Segment Open

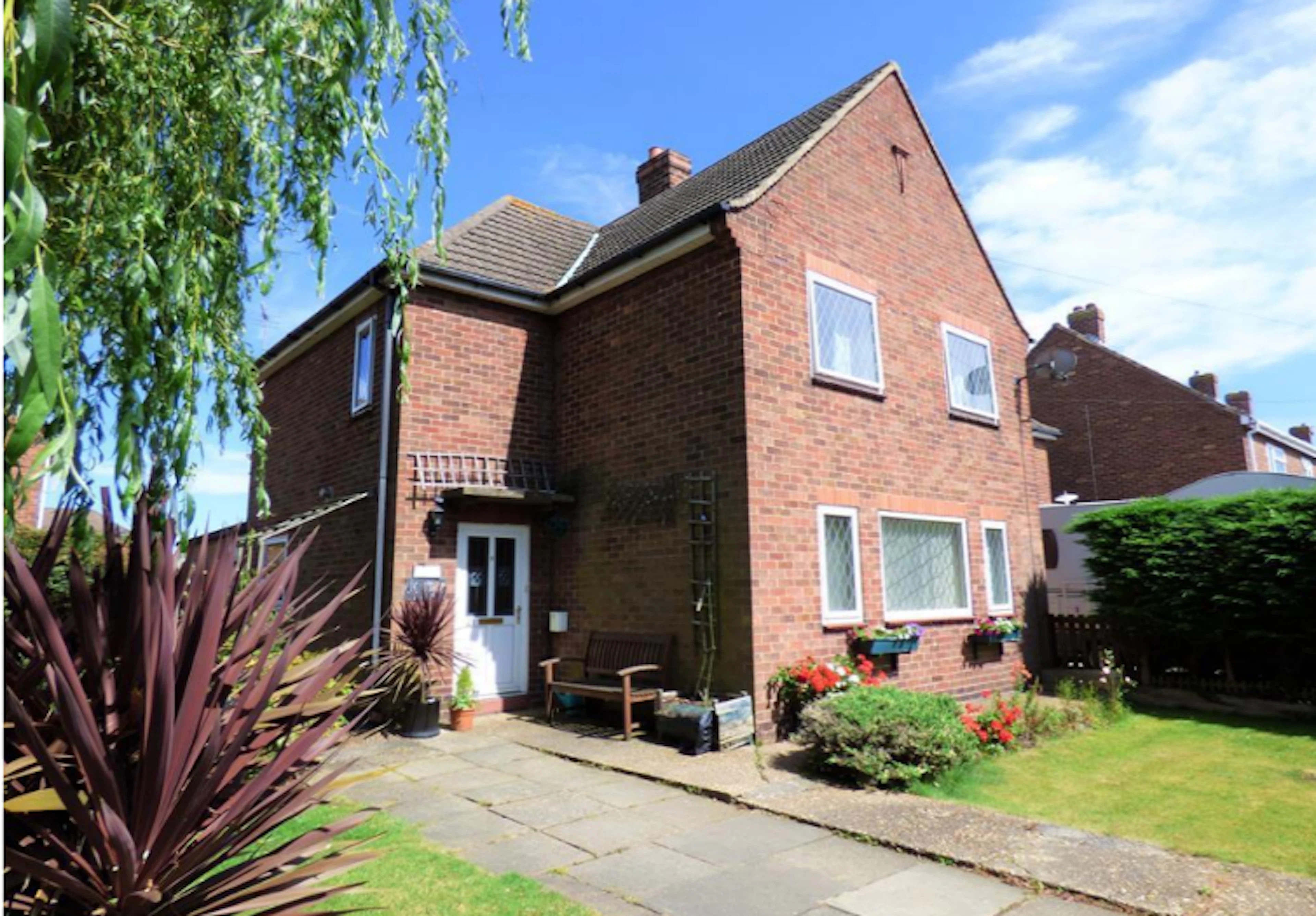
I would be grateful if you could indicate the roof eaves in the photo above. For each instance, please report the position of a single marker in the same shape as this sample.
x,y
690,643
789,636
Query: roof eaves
x,y
823,131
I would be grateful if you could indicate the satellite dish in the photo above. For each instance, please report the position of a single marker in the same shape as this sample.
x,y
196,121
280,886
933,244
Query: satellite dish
x,y
1056,364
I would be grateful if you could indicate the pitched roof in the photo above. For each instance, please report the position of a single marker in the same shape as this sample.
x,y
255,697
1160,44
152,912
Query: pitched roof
x,y
732,177
512,243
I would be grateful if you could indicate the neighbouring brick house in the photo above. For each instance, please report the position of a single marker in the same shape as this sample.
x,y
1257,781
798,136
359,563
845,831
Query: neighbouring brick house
x,y
1131,432
811,322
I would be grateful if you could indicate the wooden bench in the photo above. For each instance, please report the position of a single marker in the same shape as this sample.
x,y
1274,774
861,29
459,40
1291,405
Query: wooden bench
x,y
618,666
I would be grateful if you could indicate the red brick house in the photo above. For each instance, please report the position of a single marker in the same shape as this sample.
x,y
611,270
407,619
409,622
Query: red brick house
x,y
785,386
1132,432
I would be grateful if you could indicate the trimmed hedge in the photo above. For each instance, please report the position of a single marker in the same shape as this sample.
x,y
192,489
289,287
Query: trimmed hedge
x,y
886,736
1210,583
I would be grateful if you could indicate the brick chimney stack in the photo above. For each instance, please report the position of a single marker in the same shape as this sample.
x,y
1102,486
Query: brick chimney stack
x,y
662,170
1089,322
1206,383
1240,400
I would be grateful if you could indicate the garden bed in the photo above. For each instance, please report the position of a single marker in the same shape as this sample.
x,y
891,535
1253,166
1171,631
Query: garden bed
x,y
1236,790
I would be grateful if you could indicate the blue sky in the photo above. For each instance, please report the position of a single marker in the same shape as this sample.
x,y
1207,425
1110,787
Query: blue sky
x,y
1157,157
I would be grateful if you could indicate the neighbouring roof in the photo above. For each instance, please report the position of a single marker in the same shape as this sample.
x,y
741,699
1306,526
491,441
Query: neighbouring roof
x,y
514,243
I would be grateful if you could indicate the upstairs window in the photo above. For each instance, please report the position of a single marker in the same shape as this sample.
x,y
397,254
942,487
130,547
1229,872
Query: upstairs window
x,y
1278,460
839,558
969,374
364,366
924,568
997,557
844,330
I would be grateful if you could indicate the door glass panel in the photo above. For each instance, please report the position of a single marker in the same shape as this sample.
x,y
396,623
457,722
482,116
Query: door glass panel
x,y
504,577
477,577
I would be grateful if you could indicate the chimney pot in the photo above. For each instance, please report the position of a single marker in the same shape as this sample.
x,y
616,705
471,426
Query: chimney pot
x,y
1240,400
1090,322
1206,383
664,169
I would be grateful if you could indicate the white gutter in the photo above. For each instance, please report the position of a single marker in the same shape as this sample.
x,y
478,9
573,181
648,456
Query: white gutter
x,y
382,485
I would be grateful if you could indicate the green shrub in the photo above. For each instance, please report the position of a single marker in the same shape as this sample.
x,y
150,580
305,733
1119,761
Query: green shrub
x,y
1210,583
886,736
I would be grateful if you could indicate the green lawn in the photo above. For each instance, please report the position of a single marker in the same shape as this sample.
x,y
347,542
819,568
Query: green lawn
x,y
412,876
1238,790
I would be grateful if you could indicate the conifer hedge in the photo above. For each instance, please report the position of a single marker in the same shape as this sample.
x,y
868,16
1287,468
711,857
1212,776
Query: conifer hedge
x,y
1211,586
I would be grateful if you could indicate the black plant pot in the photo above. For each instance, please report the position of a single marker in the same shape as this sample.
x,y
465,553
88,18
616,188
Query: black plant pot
x,y
420,719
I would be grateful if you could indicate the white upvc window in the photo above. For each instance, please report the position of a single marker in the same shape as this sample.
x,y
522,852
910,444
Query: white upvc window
x,y
844,333
1278,460
971,382
364,366
1001,598
839,565
924,568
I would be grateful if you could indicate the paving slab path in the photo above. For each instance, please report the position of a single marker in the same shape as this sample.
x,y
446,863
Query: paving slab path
x,y
632,847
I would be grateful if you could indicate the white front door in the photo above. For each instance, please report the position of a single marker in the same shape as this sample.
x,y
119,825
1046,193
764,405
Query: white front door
x,y
494,606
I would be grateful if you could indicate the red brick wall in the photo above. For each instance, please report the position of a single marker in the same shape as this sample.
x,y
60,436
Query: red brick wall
x,y
315,443
1130,431
650,383
841,212
481,383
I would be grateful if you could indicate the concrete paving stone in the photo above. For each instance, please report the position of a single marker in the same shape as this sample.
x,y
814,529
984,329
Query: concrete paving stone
x,y
560,773
527,855
516,790
470,778
630,791
434,765
461,832
502,753
599,902
748,838
1045,906
929,890
612,831
749,889
849,861
643,870
553,810
687,810
424,808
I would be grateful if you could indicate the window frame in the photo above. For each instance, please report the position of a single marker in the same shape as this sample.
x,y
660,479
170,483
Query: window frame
x,y
936,614
998,610
947,331
831,616
369,327
1275,452
811,281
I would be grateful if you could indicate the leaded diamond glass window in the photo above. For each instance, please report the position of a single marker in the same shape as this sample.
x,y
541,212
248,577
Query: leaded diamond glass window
x,y
845,332
969,373
839,545
924,568
998,566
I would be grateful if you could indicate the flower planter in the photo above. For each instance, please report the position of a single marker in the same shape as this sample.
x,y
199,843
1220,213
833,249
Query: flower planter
x,y
994,639
885,647
420,720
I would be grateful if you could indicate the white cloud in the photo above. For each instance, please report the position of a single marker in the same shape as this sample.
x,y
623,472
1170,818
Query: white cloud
x,y
1202,189
1036,125
593,185
1081,39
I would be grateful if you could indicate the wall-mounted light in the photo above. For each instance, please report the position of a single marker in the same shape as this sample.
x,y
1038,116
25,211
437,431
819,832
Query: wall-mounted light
x,y
435,518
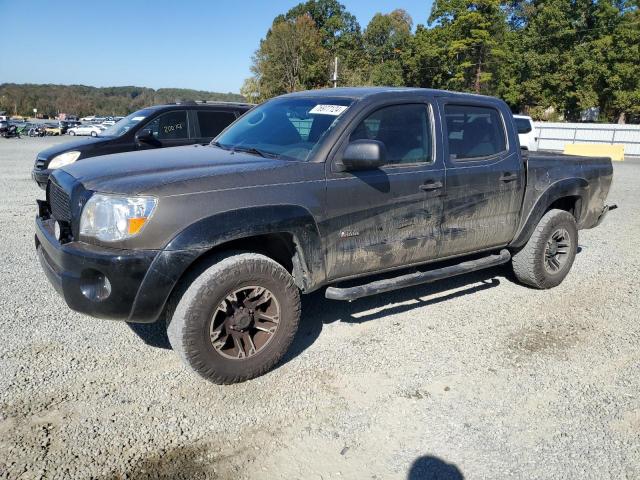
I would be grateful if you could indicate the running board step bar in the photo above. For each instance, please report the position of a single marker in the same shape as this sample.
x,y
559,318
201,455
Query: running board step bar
x,y
416,278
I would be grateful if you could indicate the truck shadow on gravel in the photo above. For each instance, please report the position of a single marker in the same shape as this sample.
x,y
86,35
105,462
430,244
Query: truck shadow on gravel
x,y
318,311
433,468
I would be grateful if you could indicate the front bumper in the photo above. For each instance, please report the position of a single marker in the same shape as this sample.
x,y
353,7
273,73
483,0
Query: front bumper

Segment Closed

What the task requires
The result should be a word-for-word restatement of all the data, without images.

Answer for this exercise
I would be grateful if you could indicate the roof eaves in the photo above. For each instance, please report the position of a single marker in the same shape as this sample.
x,y
690,643
789,636
Query: roof eaves
x,y
823,131
I would be grateful if you could indicate the satellite dish in the photo above. For each instance, please report the position of a single marker in the same shape as this sample.
x,y
196,121
280,886
933,244
Query: satellite dish
x,y
1056,364
I would be grateful if you could indicate the pitched roof in the photo above. For each instance, please report the position of a single marker in the same shape as this sample.
x,y
255,697
1160,44
152,912
Query: pitched roof
x,y
732,177
512,243
I would be grateful if you could indicate the neighbouring brick house in the photo above. For each instance, please report the position of a single marker in the same shape as this sample.
x,y
1257,781
798,136
359,563
845,831
Query: neighbouring brick house
x,y
1131,432
811,322
I would be grateful if you could indicate the wooden bench in the photo above. For each instance, please report the position of a single marker in the same shape as this sample.
x,y
1274,774
861,29
459,40
1291,405
Query: wooden bench
x,y
618,666
I would be grateful if you could indicate the red brick house in the photo above. For each instance, please report the position of a single marker in the same shape as this sample.
x,y
611,270
407,619
409,622
Query: red brick house
x,y
785,386
1132,432
I would be grateful if you could indicate the trimmed hedge in the photo above. For each instance, please report the position of a single marker in the same shape as this sample.
x,y
192,489
289,287
Query: trimmed hedge
x,y
886,736
1210,583
I would be grateful if you could indicate the brick chimney stack in the photo above. For each instance, please report the position of a single marker in the same shape as this sample.
x,y
1102,486
Query: brick chimney stack
x,y
662,170
1089,322
1206,383
1240,400
I would be grateful if you could indicate the garden bed in the photo above. For each instance, please report the position of a single marker in the same shape as this sample.
x,y
891,535
1253,166
1171,631
Query: garden bed
x,y
1236,790
I would be grateful if you could indicate the blue sky in the photo above. For each instance, please report the position of a single marker in the same shape as this sample.
x,y
1207,425
1110,787
Query: blue sky
x,y
1157,157
I would be grateful if you could indicate the neighbouring roof in the photo above. For each instance, please report the position of a single marker in the same shape as this sample.
x,y
741,699
1306,526
491,441
Query: neighbouring roof
x,y
514,243
I would be grateful if you could indicate the upstairs window in the photo above. For each instance, please report the position of a single marker in the same shape as this sample.
x,y
397,254
942,487
130,547
1229,872
Query: upstairs window
x,y
1278,460
839,558
969,374
364,366
924,568
997,557
844,330
I would be grateful if you could indicate the door glass panel in the photo above. For each instance, please report the position of a single marker in the same shape as this sample.
x,y
396,623
457,722
482,116
Query: door glass panel
x,y
504,577
477,577
I would be grateful if you could indicate the chimney pot in the photo above. For each instance, please report the position of a single marker in the same shape as this sample.
x,y
616,705
471,426
Query: chimney pot
x,y
1240,400
1090,322
1206,383
664,169
I would be grateful if you could indicate the white gutter in the photo above. For each instance, please report the position of a single marker in the same shape as this sample.
x,y
478,9
573,181
648,456
Query: white gutter
x,y
382,485
I would be grateful if you could indicate the green shrub in the photo above. For each instance, please report the position of a single marker in the same shape as this sample.
x,y
150,580
305,733
1119,761
Query: green shrub
x,y
1210,583
886,736
I would be grateful if you could indicate the green lawn in the photo above. For each instance, please report the position of a single marker in the same shape as this sample.
x,y
347,542
819,568
Query: green lawn
x,y
412,876
1238,790
I would be grateful if you could indicate the conifer hedge in the photo above. For each instance, please report the position of a single marker in the same shape as this sample.
x,y
868,16
1287,468
711,857
1212,776
Query: conifer hedge
x,y
1211,586
I would be grateful if you could indicate the black plant pot in the photo above. For each instance, please report the position of a single marker in the same shape as this sample.
x,y
465,553
88,18
616,188
Query: black plant pot
x,y
420,719
I would be grateful if you could indicate the white upvc window in the photo above. For each instance, please report the position of a single marker in the same shape as this sample.
x,y
522,852
910,444
Query: white upvc window
x,y
844,333
1278,460
971,382
364,366
1001,598
839,565
924,568
I would be grateful if you could indicate the paving slab path in the photo above. For each instance, please report the position of a single marker in the same shape as this sample.
x,y
446,863
Query: paving slab path
x,y
632,847
I would be grateful if you could indicate the white front door in the photo above. For each instance, please report the position of a single marker in the same shape as this sample.
x,y
119,825
1046,193
764,405
Query: white front door
x,y
494,606
I would be grateful if you could indicate the red brick wall in the photo above. For each instance, please report the position of a single marker in the same shape as this sample.
x,y
60,436
Query: red brick wall
x,y
315,443
1130,431
650,383
841,212
481,383
I would be grateful if you could indicate the concrete paving stone in the photo above. For each instance, please report the position of a single marker in the same shape as this sample.
x,y
814,529
984,329
Query: concrete paving stone
x,y
560,773
527,855
516,790
470,778
630,791
434,765
461,832
502,753
599,902
748,838
1045,906
929,890
612,831
749,889
849,861
643,870
553,810
687,810
424,808
I would be grateful if you could indicate the window frame in the photo above. For each instance, please report the position of a single marker in the same shape as this sample.
x,y
660,479
170,483
Query: window frame
x,y
936,614
998,610
947,331
831,616
369,327
1275,452
811,281
I would be grateful if you could indicate the leaded diamond glass window in the photo above. For each instance, please report the position of a single marker in the same shape as this sample.
x,y
541,212
248,577
Query: leaded diamond glass window
x,y
845,332
969,373
839,545
924,568
998,566
I would be grateful if you could indicate the flower planter in the photo above. For each instance, please report the position of a single marker in the same shape as this sample.
x,y
199,843
1220,213
833,249
Query: flower planter
x,y
994,639
885,647
420,720
I would be grateful if you could indicate the white cloud in the photo above. For each instance, please report the position of a single marker in the same shape as this sample.
x,y
623,472
1170,818
Query: white cloud
x,y
1202,189
1036,125
593,185
1081,39
I would be grateful if you could indicate the wall-mounted light in the photo above. For each instance, please report the position of a single marker in the same shape as this sample.
x,y
1038,116
25,211
437,431
819,832
Query: wall-mounted light
x,y
435,518
I would be grateful if you could indicate the running board step bar in the photo above. For each instance, please report the position of a single marker in the same shape as this sample.
x,y
559,318
201,455
Query: running board step bar
x,y
416,278
I would be grateful if you could indicate the truck shadow on gravel in the photo above. For each instance, please report the position of a single marker in the same shape as this sample.
x,y
86,35
105,462
430,244
Query: truck shadow on gravel
x,y
318,311
433,468
I would be grateful if you could indicate the front bumper in the photo above. For each instance, please report the position of a single marker in the same shape as this sample.
x,y
353,7
273,73
483,0
Query: front bumper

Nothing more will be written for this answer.